EXERCISES TO COMPLETE:
1 > Which agreements do the agreement recitals identify by exhibit number, and what is each one's exhibit number?
2 > According to the agreement recitals, which entity is a wholly-owned subsidiary of Parent?

EXCERPT PROVIDED:
☆ ☆ ☆

AHB . AHB is a national banking association,
having its principal place of business in Mountville, Lancaster
County, Pennsylvania.
B.
Parent . Parent is a Pennsylvania corporation,
having its principal place of business in West Chester, Chester
County, Pennsylvania.
C.
Parent Bank . Parent Bank is a national banking
association, having its principal place of business in West
Chester, Chester County, Pennsylvania and is a wholly-owned
subsidiary of Parent.
D.
Franklin Agreements . As a condition and
inducement to Parent, Parent Bank and AHB to enter into this
Agreement, Franklin Financial Services Corporation has entered into
the Franklin Financial Services Corporation Support Agreement in
the form of Exhibit 1, the Warrant Cancellation Agreement in
the form of Exhibit 2, and the AHB Option and AHB Warrant
Standstill Agreement in the form of Exhibit 3.
E.
Director and Management Agreements . As a
condition and inducement to Parent and Parent Bank to enter into
this Agreement, the directors of AHB, James M. Deitch and
Anna R. Smith are each concurrently executing a Voting
Agreement in the form of Exhibit 4, the Warrant Cancellation
Agreement in the form of Exhibit 2, and the AHB Option and AHB
Warrant Standstill Agreement in the form of Exhibit 3; the
directors of AHB (other than James M. Deitch and Anna R. Smith, who
are executing Employment Agreements as set forth in Recital F) are
concurrently executing a Non-Competition and Non-Solicitation
Agreement in the form of Exhibit 5; and the persons listed on
Recital Schedule E are each concurrently executing a Post-Closing
Selling Agreement in the form of Exhibit 6.
F.

☆ ☆ ☆

DATA ENTRIES:

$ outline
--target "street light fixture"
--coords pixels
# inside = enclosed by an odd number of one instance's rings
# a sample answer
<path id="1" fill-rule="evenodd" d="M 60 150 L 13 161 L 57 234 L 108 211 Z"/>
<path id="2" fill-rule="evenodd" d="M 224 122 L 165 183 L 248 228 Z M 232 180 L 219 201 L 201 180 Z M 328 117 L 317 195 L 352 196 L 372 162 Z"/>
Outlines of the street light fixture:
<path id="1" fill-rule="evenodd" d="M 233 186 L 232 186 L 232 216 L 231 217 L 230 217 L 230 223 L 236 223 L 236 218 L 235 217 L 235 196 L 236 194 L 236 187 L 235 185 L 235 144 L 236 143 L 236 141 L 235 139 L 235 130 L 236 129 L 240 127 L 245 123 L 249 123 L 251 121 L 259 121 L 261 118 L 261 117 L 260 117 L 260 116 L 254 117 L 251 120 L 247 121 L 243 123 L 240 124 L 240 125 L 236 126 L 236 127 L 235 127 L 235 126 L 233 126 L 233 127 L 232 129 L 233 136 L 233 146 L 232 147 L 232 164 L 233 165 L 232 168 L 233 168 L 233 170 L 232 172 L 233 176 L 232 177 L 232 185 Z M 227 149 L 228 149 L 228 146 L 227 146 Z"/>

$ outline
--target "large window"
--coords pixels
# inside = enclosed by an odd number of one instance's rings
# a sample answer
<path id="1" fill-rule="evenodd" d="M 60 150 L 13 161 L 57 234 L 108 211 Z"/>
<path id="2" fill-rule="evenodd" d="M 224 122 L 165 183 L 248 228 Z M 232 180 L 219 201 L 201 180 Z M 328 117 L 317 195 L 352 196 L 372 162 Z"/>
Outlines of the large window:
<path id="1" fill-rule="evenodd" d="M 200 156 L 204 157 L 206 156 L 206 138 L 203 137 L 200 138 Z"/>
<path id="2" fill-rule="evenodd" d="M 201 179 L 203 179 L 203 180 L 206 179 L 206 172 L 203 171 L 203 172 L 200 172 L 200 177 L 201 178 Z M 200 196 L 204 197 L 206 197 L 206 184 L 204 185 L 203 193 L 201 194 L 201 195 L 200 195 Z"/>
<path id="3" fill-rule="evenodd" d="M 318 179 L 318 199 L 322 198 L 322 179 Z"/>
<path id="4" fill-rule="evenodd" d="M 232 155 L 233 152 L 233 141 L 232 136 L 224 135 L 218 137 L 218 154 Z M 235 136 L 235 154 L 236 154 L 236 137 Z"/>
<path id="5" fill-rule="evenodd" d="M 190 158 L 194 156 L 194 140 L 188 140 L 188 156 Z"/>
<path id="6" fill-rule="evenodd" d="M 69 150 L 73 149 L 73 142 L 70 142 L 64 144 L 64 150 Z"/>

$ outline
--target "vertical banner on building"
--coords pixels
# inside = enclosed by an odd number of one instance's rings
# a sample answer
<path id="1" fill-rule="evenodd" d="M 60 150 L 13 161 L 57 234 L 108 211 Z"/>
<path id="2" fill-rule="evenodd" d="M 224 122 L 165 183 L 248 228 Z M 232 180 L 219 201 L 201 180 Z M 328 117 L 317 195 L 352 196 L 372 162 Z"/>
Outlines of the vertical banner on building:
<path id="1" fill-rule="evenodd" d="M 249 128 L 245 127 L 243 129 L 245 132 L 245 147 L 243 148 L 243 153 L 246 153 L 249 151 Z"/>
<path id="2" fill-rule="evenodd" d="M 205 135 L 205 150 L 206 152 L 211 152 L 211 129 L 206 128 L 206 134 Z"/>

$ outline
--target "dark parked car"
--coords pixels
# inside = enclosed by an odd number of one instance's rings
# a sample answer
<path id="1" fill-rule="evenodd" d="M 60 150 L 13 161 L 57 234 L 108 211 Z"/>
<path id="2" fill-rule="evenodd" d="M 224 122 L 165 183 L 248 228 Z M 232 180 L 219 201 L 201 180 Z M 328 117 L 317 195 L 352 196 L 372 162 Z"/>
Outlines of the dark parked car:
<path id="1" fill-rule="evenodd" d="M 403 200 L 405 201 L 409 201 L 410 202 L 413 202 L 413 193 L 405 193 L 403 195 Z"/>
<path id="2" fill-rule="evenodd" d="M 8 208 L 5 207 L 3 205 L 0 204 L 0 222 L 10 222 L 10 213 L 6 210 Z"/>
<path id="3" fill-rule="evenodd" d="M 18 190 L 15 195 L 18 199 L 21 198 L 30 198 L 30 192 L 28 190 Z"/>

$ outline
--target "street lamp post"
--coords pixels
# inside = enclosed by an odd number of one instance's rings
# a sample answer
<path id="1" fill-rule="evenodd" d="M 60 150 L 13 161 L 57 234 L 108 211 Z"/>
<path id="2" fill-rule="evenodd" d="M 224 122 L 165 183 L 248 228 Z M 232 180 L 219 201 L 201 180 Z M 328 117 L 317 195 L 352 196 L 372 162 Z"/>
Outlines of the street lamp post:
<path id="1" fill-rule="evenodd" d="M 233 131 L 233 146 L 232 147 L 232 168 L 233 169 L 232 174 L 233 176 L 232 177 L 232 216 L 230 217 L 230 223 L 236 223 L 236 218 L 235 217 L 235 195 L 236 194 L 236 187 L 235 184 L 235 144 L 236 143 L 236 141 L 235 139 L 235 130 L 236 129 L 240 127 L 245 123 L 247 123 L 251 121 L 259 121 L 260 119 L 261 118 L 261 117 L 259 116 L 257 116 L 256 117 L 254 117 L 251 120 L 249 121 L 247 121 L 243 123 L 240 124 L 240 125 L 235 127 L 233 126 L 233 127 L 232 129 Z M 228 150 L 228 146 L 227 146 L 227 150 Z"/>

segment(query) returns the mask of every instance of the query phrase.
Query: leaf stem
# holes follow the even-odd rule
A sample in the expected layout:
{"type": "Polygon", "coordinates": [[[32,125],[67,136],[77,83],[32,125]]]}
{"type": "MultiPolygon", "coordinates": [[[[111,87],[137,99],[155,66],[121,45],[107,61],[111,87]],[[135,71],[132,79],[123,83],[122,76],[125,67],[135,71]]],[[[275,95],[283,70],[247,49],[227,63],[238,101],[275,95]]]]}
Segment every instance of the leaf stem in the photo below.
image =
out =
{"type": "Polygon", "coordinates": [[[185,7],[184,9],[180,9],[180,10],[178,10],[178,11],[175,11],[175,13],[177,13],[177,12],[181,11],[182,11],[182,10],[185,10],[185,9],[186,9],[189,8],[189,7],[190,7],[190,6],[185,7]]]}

☆ ☆ ☆

ANSWERS TO THE TASKS:
1 >
- Exhibit 1: Franklin Financial Services Corporation Support Agreement
- Exhibit 2: Warrant Cancellation Agreement
- Exhibit 3: AHB Option and AHB Warrant Standstill Agreement
- Exhibit 4: Voting Agreement
- Exhibit 5: Non-Competition and Non-Solicitation Agreement
- Exhibit 6: Post-Closing Selling Agreement

2 > Parent Bank